* **Quoted passage**
----
"The desert will rejoice and bloom like a Wildflower"
Isaiah 35:1

sleep sound in Jesus

A hard night. This evening Isabella came down with a fever and sore throat. She finished her antibiotics 2 days ago, so we are going to start her back on another round. Please pray for healing.

So, the last few nights Tahlia has been sleeping in our bed with all three of us (the room has one King size bed). But, its been very hard to get a good nights sleep with her next to us. She rolls around a lot, and I am so afraid one of us are going to roll on her. Plus, Isabella is not really getting good night sleeps because every time Tahlia cries, either she or I will pull her onto her chest to soothe her back to sleep. Isabella will usually get to her before I will….she is such a good big sissy. We must have woken up 6 times last night with wondering who had her…I felt very confused…and, I didn’t feel like any of us were getting good sleep….even the baby.

Well, tonight when it was time for us all to go to sleep, she cried because she didn’t want to lay down in bed. And, I thought “the crib is a safer place for you” and this was a good night to try it out. haha….easier said than done!! It was like “gotcha day” all over again….by the look of her aweful tearful, slobbery and sad face!! For this momma’s heart, it was aweful! But, I had a peace about staying the course and pressing on. With a tearful heart, I would sing to her, lay her back down as she tried to climb out (over and over again), and rub her back….then if she got too hysterical, I would pick her up, rock her a few minutes and lay her back down. I sat in a chair next to her and kept telling her “momma is here, I am not going to leave you…I am here” I prayed for peace to fall over her. I prayed for peace to continue to flood my mind, as I had to witness those tearful eyes looking in my eyes as if to say “why won’t you get me out of here?” Finally, when I was about to give up, I prayed…and, the Lord laid an idea on my heart!

When my bio kids were all babies I would play this cd: Sleep Sound in Jesus by Michael Card.
----
* **Recorded information**
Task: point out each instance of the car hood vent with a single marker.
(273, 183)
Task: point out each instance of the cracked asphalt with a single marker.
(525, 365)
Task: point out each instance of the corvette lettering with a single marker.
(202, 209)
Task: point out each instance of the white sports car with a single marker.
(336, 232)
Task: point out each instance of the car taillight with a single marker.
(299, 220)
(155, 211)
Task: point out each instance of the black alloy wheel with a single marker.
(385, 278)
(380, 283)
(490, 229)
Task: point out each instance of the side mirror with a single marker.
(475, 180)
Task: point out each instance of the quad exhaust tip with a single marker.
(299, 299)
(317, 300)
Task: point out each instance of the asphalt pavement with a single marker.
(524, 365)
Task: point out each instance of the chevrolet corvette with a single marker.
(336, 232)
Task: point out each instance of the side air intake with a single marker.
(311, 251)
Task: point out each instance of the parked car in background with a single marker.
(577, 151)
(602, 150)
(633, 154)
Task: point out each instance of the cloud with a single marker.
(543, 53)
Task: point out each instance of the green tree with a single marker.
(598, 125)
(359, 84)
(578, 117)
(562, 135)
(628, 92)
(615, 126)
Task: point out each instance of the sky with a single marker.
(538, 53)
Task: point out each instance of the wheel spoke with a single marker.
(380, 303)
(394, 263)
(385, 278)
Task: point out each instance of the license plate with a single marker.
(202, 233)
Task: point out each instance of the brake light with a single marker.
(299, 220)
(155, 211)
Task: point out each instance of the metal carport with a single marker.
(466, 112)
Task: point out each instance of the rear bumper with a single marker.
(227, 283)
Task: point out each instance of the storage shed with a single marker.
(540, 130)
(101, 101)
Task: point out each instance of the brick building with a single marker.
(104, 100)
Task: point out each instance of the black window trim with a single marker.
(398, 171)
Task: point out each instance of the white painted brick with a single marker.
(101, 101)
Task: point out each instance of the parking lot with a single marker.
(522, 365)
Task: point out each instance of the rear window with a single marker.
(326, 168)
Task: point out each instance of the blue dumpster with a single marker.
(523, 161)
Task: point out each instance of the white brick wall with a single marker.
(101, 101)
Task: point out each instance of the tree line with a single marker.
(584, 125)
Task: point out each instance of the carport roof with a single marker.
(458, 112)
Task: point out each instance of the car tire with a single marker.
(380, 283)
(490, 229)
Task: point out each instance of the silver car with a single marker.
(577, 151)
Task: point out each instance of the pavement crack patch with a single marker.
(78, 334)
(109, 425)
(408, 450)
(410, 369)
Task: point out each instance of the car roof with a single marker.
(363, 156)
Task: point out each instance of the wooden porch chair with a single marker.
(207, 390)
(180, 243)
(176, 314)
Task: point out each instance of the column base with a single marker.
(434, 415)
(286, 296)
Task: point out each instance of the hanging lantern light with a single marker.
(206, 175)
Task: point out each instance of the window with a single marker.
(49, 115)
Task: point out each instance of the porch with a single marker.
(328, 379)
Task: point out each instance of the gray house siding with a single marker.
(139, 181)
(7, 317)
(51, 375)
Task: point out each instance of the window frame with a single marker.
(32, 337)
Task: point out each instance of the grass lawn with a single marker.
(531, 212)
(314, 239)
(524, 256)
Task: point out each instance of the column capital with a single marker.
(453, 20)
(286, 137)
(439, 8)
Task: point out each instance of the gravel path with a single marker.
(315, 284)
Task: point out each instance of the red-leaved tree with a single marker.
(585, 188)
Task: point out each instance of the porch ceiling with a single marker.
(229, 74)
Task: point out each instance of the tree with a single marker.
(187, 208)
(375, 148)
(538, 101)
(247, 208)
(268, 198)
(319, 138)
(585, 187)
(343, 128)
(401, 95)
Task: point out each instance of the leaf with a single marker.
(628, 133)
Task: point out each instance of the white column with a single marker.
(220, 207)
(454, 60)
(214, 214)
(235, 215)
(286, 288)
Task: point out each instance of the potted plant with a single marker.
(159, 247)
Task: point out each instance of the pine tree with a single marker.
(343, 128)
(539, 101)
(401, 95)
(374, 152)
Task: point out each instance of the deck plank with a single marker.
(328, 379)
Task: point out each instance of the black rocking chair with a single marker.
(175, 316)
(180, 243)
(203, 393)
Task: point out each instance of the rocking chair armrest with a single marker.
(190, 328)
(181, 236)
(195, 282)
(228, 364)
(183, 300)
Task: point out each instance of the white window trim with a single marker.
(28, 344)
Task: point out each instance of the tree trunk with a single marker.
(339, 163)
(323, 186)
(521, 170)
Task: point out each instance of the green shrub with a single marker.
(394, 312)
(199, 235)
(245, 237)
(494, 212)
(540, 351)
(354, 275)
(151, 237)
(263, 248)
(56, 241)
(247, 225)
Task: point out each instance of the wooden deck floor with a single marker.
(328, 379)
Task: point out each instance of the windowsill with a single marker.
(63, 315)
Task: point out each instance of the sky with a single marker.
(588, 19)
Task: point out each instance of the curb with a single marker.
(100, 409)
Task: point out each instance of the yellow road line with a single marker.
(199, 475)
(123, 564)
----
* **What is required**
Can you give the blog post again, starting with "Isaiah 35:1" and going on through "sleep….even the baby.", and substitute "the little one" for "Tahlia"?

* **Full answer**
Isaiah 35:1

sleep sound in Jesus

A hard night. This evening Isabella came down with a fever and sore throat. She finished her antibiotics 2 days ago, so we are going to start her back on another round. Please pray for healing.

So, the last few nights the little one has been sleeping in our bed with all three of us (the room has one King size bed). But, its been very hard to get a good nights sleep with her next to us. She rolls around a lot, and I am so afraid one of us are going to roll on her. Plus, Isabella is not really getting good night sleeps because every time the little one cries, either she or I will pull her onto her chest to soothe her back to sleep. Isabella will usually get to her before I will….she is such a good big sissy. We must have woken up 6 times last night with wondering who had her…I felt very confused…and, I didn’t feel like any of us were getting good sleep….even the baby.